▶ EXERCISE BRIEF:
Rewrite the material below with "distant hill" changed to "far-off hill", keeping every other word and character the same.

▶ DATA RECORDS:
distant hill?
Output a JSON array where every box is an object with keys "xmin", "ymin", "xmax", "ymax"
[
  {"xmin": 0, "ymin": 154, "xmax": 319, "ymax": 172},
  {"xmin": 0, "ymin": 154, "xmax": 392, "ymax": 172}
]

▶ COMPLETE RESPONSE:
far-off hill?
Output a JSON array where every box is an object with keys "xmin", "ymin", "xmax", "ymax"
[
  {"xmin": 0, "ymin": 154, "xmax": 319, "ymax": 172},
  {"xmin": 0, "ymin": 154, "xmax": 392, "ymax": 172}
]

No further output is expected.